# [DESCRIPTION OF THE TASK]
Substitute "widest" for every occurrence of "thickest" in the data, leaving everything else unchanged, and omit the pictures from your answer.

══════

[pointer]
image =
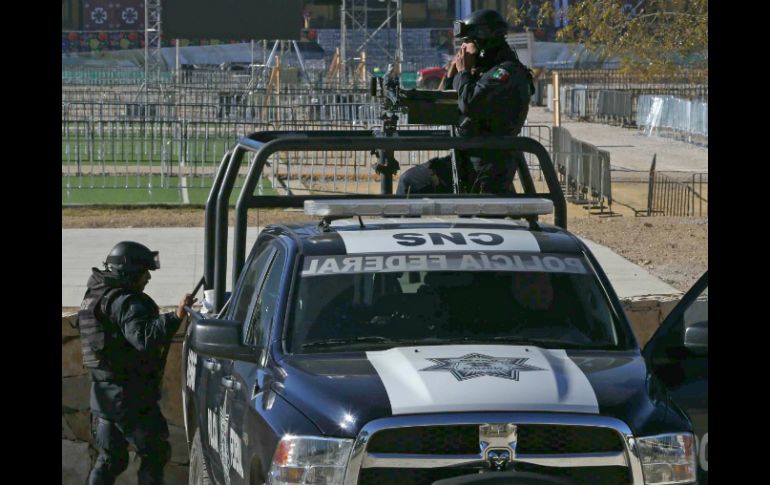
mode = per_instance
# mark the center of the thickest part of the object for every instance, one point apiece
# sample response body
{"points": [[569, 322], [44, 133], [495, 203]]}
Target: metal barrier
{"points": [[584, 170], [615, 106], [670, 116], [625, 107], [670, 197]]}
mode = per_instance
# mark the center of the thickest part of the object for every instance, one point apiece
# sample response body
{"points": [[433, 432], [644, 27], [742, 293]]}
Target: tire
{"points": [[199, 475]]}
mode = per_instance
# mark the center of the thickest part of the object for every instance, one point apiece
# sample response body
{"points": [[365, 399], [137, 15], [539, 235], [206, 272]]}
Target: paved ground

══════

# [RESULT]
[pointer]
image =
mode = per_instance
# mark the center of the widest part of the object for every instance, one point apiece
# sample response body
{"points": [[569, 322], [44, 133], [495, 203]]}
Target: metal barrier
{"points": [[584, 170], [615, 106], [670, 116], [625, 107], [670, 197]]}
mode = per_instance
# mark the center of the widest part of the object for every instance, one point apiece
# sample response body
{"points": [[433, 432], [644, 27], [742, 293]]}
Target: tire
{"points": [[199, 475]]}
mode = per_instance
# mark the center of the widest part of the object for every instance, one point apiece
# sample response body
{"points": [[365, 399], [137, 15], [539, 235], [206, 272]]}
Target: paved ground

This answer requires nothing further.